--- BEGIN DOCUMENT EXTRACT ---

From the Chicago Reader (December 23, 1988). — J.R.
TORCH SONG TRILOGY
*** (A must-see)
Directed by Paul Bogart
Written by Harvey Fierstein
With Harvey Fierstein, Anne Bancroft, Matthew Broderick, Brian Kerwin, Karen Young, Ken Page, and Eddie Castrodad.
TALK RADIO
*** (A must-see)
Directed by Oliver Stone
Written by Eric Bogosian and Stone
With Bogosian, Alec Baldwin, Ellen Greene, Leslie Hope, John C. McGinley, and John Pankow.
As different as they are, Torch Song Trilogy and Talk Radio, both movie adaptations of plays, have several striking things in common. Each was written by and stars the author of the original play — Harvey Fierstein and Eric Bogosian, respectively. Both deal with marginal aspects of American life that seldom find their way into the commercial mainstream, which makes them new and vital in ways that most other recent releases are not. Both are effectively (if not literally) one-man shows whose auteurs are more their Jewish writer-stars than their directors, and the impact of each is directly tied to the uncommon theatrical skills of these individuals. And perhaps most significantly, both are a good deal more professional, entertaining, intense, and compelling than any other new Hollywood releases around, even if their commercial fates are substantially more precarious than those of most of their competitors.

--- END DOCUMENT EXTRACT ---

→ **EXERCISE TASK A**
Who directed Talk Radio, according to the review above?

--- BEGIN SUPPLIED RECORDS ---

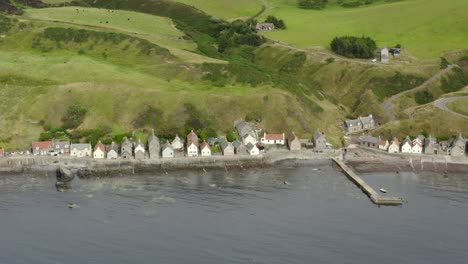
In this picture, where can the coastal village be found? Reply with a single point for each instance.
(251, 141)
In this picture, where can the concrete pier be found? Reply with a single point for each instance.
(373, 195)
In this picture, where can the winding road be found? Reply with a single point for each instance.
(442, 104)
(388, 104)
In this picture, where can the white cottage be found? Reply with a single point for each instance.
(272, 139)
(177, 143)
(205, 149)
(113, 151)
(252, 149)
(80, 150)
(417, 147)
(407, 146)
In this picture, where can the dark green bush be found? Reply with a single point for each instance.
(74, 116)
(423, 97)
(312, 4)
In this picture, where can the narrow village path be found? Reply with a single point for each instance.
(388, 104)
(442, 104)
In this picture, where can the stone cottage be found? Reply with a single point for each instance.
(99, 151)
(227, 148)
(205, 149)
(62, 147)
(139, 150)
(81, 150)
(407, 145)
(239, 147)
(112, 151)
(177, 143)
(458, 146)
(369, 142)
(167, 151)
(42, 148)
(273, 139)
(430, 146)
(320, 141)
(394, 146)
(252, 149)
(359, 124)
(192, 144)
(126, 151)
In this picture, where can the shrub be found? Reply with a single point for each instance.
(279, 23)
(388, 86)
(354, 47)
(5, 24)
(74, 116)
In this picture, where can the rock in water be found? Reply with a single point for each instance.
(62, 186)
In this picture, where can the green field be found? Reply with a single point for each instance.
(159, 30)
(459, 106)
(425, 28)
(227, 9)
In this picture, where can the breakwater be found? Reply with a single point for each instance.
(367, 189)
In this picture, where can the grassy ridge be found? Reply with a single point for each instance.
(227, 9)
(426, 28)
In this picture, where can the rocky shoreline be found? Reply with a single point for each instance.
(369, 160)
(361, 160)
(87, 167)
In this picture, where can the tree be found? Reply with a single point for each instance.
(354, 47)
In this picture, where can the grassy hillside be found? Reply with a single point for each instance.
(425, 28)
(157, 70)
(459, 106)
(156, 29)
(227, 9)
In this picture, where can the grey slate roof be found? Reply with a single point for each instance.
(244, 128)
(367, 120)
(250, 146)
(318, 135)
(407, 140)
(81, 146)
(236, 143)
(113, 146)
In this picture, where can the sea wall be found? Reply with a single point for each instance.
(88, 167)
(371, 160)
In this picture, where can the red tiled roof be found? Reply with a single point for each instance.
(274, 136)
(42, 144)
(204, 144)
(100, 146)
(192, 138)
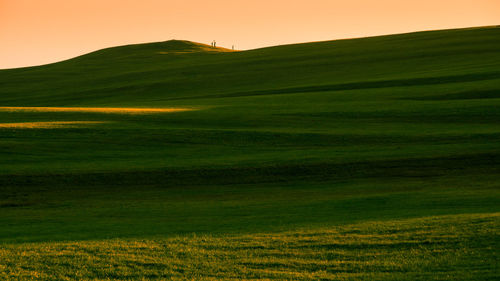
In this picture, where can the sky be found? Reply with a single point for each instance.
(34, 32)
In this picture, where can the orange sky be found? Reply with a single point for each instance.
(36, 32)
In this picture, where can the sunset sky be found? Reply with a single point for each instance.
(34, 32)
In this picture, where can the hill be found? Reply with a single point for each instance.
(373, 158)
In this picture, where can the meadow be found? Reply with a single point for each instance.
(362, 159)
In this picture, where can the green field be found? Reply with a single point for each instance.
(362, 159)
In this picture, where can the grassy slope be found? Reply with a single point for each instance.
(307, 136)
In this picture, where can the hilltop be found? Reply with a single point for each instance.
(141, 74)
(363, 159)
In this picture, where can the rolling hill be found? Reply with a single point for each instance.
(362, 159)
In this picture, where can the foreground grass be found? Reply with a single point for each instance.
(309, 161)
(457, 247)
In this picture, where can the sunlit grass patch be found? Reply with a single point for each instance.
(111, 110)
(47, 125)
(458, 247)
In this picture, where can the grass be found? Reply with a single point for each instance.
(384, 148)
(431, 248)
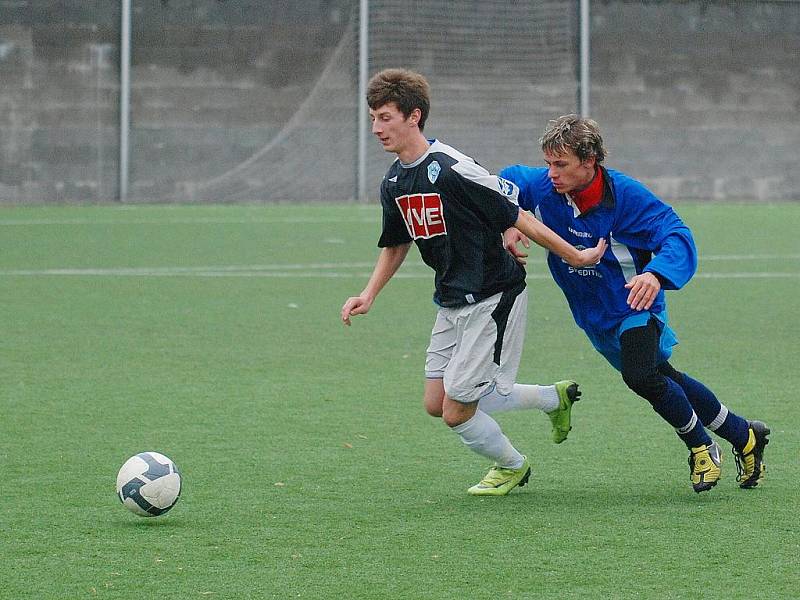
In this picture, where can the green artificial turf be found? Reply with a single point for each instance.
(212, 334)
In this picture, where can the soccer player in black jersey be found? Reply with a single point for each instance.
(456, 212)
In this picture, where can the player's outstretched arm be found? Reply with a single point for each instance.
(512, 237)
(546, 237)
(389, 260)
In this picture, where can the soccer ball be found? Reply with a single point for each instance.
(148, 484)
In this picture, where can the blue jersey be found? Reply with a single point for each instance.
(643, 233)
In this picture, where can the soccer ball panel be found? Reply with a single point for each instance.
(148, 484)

--- END SUPPLIED RECORDS ---
--- BEGIN SUPPLIED RECORDS ---

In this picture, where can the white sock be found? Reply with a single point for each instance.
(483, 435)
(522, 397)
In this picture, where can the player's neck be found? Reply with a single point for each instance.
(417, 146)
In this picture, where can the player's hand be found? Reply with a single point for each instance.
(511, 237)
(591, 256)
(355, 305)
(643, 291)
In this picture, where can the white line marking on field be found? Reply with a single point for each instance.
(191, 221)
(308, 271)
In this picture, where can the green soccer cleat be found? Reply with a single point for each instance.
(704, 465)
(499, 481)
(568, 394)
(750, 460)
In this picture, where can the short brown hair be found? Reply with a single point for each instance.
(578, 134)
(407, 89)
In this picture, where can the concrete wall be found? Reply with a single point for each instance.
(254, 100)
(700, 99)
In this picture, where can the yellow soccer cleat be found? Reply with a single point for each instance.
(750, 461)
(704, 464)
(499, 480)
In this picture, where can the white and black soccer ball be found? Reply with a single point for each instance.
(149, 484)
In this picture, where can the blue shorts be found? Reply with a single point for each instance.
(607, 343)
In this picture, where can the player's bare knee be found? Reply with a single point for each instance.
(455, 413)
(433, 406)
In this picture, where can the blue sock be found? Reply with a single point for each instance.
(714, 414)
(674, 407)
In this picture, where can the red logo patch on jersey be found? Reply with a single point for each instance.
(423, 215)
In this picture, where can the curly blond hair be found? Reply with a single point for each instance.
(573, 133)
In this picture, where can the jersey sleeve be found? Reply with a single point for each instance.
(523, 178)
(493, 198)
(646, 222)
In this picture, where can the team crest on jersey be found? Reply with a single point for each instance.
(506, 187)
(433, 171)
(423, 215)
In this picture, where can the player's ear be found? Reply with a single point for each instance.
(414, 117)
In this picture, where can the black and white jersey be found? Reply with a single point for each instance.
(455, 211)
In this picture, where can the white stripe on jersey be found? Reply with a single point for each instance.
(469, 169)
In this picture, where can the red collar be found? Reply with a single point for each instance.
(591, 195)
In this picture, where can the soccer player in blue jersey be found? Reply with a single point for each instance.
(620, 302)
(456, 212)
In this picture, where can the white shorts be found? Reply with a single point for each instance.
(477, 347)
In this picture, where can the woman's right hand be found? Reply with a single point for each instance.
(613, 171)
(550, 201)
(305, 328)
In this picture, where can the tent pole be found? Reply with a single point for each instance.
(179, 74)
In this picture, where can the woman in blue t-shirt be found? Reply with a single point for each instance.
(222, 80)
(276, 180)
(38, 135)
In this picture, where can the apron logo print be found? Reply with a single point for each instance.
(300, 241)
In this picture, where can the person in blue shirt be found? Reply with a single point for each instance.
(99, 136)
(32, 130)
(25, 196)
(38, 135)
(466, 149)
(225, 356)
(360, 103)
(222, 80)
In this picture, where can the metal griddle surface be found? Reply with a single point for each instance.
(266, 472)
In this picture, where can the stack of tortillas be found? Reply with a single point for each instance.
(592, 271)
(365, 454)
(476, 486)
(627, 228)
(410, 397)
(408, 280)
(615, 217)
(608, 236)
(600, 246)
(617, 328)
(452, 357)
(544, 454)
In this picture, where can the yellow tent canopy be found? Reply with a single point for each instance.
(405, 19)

--- END SUPPLIED RECORDS ---

→ **EXERCISE TASK B**
Pull out each line of the records that contains the word "yellow". Case counts.

→ **TASK RESPONSE A**
Oliver Stone

→ **TASK RESPONSE B**
In this picture, where can the yellow soccer cleat be found? Reply with a single point for each instance.
In this picture, where can the yellow tent canopy be found? Reply with a single point for each instance.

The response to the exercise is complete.